- Activity: Copy out every record precisely.

*** Data supplied ***

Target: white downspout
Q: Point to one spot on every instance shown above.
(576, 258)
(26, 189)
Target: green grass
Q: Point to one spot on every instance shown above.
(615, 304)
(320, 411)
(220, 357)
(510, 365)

*** End of Data supplied ***

- Solution to this problem:
Target: white downspout
Q: Point to one spot on every instance shown above.
(576, 258)
(26, 189)
Target: green grass
Q: Point to one spot on every instance shown above.
(615, 304)
(320, 411)
(220, 357)
(510, 365)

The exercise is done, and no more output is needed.